— Begin Provided material —

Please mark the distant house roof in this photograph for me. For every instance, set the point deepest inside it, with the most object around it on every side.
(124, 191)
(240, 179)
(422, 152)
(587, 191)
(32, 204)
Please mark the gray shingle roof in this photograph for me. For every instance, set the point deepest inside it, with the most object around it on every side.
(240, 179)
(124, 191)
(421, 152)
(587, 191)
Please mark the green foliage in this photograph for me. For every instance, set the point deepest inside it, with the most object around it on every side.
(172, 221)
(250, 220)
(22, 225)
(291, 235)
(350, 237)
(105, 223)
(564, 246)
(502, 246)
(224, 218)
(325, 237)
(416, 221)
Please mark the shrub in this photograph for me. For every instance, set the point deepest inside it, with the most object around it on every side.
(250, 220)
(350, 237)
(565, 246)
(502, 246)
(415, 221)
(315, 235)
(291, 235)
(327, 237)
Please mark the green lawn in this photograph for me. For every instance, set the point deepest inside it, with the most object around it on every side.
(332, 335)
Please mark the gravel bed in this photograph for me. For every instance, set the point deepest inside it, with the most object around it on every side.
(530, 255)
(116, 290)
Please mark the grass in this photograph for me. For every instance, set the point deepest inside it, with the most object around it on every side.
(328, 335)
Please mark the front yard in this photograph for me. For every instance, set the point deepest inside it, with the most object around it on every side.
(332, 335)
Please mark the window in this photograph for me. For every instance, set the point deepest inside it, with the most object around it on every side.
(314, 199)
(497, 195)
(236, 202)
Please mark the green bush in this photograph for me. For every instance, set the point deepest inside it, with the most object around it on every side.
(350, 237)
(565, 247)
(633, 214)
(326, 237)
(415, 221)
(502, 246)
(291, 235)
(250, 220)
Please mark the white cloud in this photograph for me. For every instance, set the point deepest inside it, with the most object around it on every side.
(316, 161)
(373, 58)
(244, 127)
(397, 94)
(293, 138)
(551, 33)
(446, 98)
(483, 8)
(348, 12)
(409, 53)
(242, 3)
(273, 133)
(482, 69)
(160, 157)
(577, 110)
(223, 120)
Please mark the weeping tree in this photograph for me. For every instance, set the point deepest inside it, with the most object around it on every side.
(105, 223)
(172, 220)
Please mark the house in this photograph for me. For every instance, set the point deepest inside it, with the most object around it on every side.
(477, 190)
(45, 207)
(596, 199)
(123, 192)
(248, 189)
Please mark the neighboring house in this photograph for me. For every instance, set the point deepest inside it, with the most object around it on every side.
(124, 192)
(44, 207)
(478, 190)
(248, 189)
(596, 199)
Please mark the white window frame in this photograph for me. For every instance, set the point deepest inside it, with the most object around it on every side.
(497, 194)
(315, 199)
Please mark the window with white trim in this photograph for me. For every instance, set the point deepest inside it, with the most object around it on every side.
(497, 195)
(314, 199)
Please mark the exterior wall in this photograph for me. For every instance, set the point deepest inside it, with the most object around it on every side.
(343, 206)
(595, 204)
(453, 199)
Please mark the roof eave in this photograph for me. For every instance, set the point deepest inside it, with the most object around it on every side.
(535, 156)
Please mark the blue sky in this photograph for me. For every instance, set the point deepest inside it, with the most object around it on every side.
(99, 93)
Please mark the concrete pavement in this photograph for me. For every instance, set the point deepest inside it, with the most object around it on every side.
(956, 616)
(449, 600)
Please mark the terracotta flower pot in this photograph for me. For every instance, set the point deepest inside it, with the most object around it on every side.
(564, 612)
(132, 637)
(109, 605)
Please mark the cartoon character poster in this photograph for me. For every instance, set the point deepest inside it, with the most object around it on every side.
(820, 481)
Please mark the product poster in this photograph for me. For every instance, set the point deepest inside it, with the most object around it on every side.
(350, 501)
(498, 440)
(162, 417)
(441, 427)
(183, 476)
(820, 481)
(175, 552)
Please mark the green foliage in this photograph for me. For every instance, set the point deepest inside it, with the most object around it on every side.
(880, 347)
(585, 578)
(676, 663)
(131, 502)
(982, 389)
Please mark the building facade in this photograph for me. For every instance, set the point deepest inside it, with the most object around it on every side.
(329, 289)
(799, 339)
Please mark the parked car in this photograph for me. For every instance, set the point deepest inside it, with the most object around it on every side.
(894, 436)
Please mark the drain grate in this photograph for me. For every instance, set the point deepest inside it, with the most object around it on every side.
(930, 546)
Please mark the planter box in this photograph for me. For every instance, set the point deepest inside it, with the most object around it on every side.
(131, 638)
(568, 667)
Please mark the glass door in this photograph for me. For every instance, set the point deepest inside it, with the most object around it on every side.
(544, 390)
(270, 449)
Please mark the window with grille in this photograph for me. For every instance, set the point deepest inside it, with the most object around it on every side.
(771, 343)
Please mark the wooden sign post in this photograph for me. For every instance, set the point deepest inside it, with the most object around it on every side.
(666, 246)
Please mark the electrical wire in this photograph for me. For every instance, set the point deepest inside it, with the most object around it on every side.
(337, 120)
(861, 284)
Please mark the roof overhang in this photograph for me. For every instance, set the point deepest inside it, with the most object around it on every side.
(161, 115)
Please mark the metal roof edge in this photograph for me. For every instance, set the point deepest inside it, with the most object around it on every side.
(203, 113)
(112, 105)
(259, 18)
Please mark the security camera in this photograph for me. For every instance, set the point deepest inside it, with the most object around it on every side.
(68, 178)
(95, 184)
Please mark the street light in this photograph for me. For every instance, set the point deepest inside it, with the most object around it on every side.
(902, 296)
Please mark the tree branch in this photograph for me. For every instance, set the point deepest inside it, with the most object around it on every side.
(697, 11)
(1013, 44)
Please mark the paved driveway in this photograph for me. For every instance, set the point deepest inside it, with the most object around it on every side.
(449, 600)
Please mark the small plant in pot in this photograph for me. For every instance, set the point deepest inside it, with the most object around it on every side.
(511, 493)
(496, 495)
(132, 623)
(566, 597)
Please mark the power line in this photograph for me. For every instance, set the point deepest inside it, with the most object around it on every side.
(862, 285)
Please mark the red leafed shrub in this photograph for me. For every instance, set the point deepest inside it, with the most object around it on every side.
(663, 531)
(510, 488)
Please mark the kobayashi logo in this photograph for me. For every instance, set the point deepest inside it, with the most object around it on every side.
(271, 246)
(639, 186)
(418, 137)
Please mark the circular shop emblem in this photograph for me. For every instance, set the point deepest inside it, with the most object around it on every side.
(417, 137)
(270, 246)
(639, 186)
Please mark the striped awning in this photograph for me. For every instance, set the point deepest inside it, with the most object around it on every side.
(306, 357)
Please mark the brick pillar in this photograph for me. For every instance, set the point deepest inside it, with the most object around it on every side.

— End Provided material —

→ **Directive**:
Write the lines out exactly, from the one with "Please mark the tree" down to the last line of the listing, and leave out all others.

→ **Task solution**:
Please mark the tree branch in this photograph for me. For every instance, set the point deepest inside it, with the most object around it on every side.
(697, 11)
(1013, 44)
Please mark the paved driveway in this photograph for me. For every instance, set the point deepest inside it, with the most object around it on every side.
(449, 600)
Please mark the small plant in pot in this photograph for me. For every instance, set the point deepest inside it, with the most object around it on every side.
(511, 493)
(496, 495)
(132, 623)
(566, 597)
Please mark the power line in this photograph for me. For every instance, set the point deepest inside it, with the most object around it on every side.
(862, 285)
Please mark the red leafed shrub in this photograph for me. For every instance, set the point deepest inside it, with the most object around it on every side.
(663, 531)
(510, 488)
Please mark the kobayashi logo in this photograph for me. For every instance, set the point deepest inside it, with the most object around it on every side.
(271, 246)
(639, 186)
(418, 137)
Please mark the circular shop emblem in this photograph for me. For every instance, set the point deepest inside it, with the most object around it on every side.
(417, 137)
(270, 246)
(639, 186)
Please mark the striped awning in this photograph for me. For every instance, set the point deepest inside it, with the most object around it on every side.
(306, 357)
Please mark the brick pillar in this photograph for me. For every instance, set the point deepest inside it, with the most object around it on every side.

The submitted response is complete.